» **Exercise**
Write out every line below that includes the word "rocky".

(Stored entries)
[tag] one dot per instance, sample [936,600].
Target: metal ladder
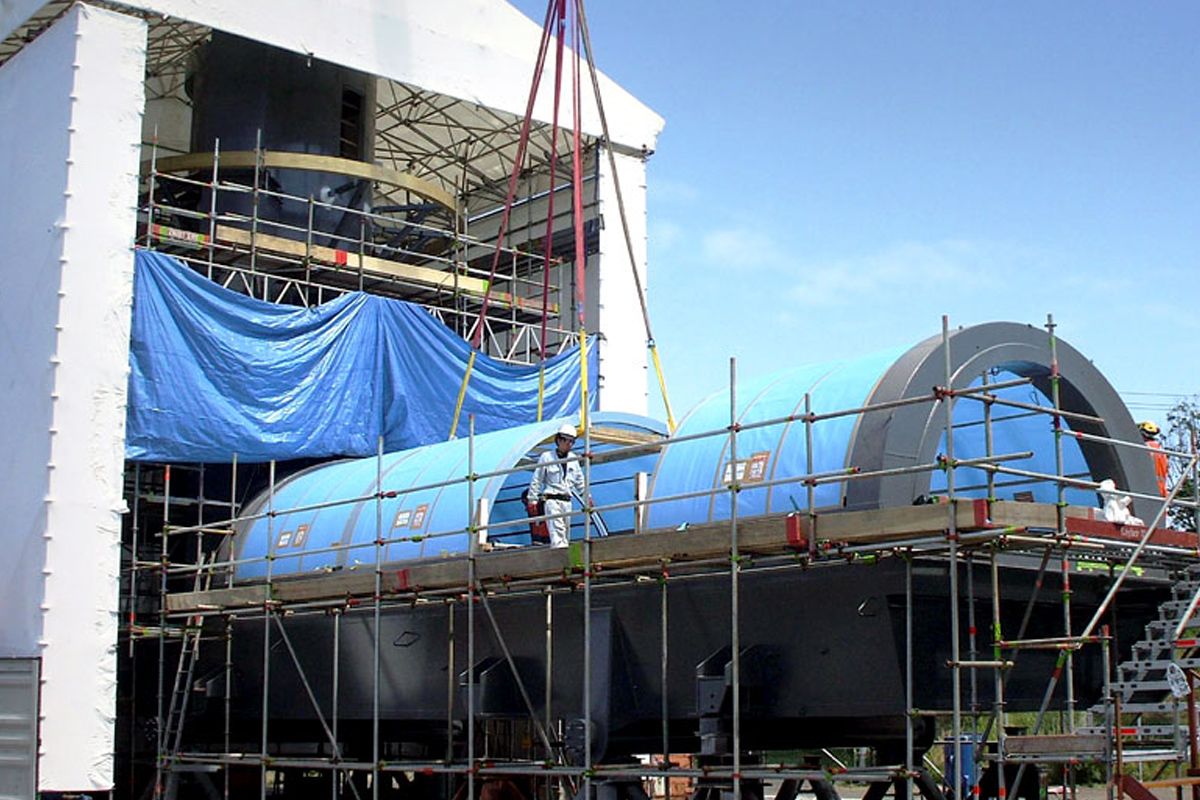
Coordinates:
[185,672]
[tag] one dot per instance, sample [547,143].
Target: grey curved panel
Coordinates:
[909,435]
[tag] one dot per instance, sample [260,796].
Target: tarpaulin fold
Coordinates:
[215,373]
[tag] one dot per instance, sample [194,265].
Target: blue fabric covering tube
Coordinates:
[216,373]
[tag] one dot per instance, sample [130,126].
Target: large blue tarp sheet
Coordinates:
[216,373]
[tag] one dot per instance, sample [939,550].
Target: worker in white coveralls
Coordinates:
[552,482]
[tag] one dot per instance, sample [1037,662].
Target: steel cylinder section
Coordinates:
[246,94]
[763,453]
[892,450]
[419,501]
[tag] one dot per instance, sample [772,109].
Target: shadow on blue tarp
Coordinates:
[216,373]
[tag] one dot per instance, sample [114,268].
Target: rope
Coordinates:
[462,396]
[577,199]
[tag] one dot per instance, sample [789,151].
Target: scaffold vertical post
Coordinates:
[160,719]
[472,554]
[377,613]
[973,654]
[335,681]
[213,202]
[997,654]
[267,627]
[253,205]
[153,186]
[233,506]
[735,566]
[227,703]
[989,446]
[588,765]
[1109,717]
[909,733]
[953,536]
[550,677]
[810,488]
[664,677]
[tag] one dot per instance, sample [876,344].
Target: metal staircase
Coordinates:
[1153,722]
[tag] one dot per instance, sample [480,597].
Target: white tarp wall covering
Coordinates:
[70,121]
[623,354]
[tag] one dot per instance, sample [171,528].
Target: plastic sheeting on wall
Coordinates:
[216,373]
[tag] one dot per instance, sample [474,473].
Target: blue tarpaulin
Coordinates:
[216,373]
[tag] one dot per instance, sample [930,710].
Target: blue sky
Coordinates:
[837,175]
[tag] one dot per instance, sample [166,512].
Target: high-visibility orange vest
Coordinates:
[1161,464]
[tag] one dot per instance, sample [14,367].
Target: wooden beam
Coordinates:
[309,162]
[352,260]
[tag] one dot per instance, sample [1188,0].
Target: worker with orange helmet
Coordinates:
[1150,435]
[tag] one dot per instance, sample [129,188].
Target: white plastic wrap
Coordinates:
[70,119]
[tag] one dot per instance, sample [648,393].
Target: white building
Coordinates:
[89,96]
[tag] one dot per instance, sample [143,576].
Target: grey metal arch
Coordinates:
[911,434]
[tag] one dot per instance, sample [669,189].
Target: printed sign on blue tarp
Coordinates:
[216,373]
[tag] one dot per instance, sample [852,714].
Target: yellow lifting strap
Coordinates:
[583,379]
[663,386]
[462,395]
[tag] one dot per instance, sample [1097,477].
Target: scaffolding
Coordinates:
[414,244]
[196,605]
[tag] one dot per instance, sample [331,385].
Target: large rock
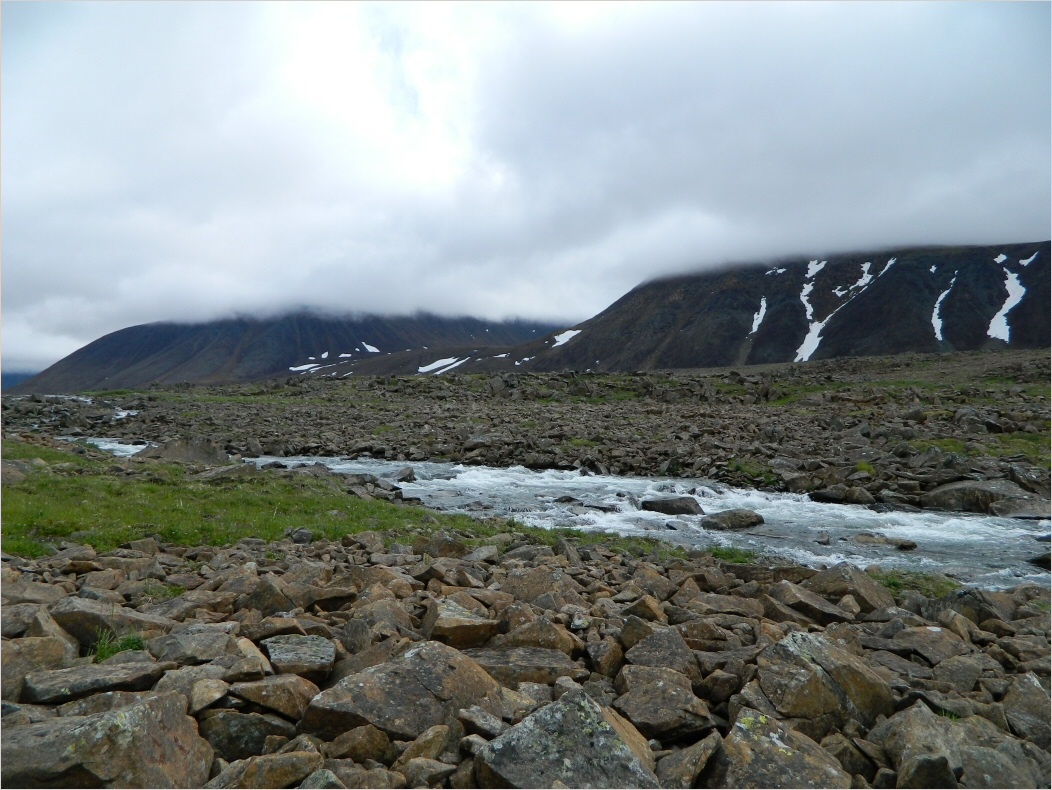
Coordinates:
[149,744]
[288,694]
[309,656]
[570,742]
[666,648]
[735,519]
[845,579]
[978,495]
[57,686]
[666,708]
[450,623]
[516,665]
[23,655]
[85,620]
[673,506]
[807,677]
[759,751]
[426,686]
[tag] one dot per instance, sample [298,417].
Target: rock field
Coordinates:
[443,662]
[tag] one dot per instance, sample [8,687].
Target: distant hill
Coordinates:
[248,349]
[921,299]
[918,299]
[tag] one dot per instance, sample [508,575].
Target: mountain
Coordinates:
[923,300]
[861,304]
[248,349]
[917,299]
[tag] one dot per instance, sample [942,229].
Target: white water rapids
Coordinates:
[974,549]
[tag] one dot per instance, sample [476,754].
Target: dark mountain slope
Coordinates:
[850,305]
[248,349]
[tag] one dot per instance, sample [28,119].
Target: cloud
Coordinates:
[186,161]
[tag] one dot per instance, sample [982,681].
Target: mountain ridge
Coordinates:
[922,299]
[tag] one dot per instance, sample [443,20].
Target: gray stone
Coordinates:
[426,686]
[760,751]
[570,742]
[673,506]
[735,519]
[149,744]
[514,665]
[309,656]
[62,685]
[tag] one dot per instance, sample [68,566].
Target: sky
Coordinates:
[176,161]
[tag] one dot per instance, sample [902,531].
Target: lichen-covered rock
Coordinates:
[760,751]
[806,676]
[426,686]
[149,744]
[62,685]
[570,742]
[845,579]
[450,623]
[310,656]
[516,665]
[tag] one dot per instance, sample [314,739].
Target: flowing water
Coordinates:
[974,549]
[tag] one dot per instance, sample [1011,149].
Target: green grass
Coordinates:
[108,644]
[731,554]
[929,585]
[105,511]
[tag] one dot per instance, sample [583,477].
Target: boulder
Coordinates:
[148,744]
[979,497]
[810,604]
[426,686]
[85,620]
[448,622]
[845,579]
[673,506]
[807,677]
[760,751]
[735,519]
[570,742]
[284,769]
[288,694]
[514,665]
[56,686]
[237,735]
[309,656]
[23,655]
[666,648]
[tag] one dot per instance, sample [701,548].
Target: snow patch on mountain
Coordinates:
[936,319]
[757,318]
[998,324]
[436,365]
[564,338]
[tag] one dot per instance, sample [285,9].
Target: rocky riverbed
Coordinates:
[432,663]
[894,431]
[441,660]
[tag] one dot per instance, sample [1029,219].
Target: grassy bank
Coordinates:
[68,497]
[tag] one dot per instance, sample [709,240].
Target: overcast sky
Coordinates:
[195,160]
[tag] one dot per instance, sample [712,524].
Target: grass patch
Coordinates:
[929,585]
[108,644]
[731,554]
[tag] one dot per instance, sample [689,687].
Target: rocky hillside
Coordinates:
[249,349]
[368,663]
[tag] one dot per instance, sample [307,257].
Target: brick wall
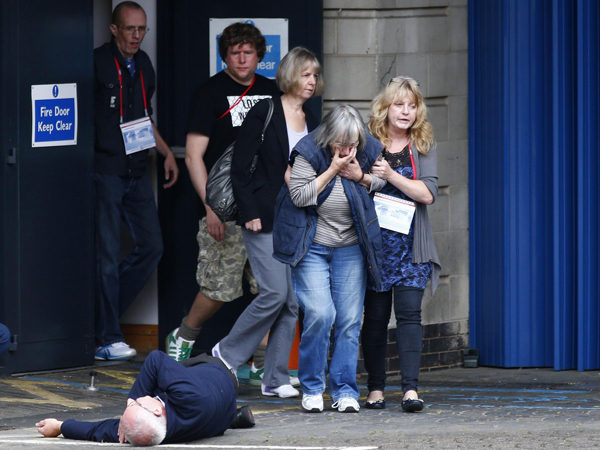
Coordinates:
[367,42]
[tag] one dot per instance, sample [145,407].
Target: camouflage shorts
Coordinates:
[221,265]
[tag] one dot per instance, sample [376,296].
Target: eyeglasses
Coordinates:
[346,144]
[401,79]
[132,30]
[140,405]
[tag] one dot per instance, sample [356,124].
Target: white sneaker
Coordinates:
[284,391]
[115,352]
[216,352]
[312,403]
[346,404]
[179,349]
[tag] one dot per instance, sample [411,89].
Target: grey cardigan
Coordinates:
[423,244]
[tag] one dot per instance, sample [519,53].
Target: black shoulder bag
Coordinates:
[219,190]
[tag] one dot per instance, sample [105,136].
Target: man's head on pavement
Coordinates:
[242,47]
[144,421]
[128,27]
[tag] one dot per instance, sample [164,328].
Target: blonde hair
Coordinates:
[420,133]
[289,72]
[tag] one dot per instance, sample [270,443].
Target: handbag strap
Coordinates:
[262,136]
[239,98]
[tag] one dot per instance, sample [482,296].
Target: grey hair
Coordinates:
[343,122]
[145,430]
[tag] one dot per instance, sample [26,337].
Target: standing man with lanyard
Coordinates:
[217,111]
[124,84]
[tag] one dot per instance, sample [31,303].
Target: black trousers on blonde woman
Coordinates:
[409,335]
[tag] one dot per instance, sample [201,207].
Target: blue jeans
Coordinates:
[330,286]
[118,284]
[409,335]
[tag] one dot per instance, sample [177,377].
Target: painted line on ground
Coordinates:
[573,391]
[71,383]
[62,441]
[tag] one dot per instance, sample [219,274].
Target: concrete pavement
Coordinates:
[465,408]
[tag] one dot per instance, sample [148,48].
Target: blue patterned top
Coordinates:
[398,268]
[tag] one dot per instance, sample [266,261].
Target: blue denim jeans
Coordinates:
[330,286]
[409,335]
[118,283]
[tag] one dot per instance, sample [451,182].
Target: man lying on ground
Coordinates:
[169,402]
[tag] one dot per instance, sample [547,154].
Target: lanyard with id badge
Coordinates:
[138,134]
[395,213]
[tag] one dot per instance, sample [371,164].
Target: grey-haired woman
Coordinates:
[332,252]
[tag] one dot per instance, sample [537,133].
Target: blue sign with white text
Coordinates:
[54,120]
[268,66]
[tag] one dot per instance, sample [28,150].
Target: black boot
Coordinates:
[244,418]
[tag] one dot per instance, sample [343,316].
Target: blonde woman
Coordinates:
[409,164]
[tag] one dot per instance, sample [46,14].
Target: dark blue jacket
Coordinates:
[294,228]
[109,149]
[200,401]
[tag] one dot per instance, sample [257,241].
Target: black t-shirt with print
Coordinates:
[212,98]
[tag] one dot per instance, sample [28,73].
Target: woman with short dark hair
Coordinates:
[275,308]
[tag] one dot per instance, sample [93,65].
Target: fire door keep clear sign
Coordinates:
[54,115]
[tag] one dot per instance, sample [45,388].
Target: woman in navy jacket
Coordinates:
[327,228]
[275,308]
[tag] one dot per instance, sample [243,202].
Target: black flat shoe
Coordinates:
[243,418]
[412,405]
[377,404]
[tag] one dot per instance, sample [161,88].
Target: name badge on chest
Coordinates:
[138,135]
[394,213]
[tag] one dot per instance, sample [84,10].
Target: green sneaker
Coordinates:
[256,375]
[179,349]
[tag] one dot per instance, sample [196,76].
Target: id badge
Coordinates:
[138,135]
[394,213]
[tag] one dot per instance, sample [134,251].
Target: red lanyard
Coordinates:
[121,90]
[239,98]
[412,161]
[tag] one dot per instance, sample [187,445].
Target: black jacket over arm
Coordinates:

» **Result for this exercise**
Target: rocky riverbed
Target: rocky hillside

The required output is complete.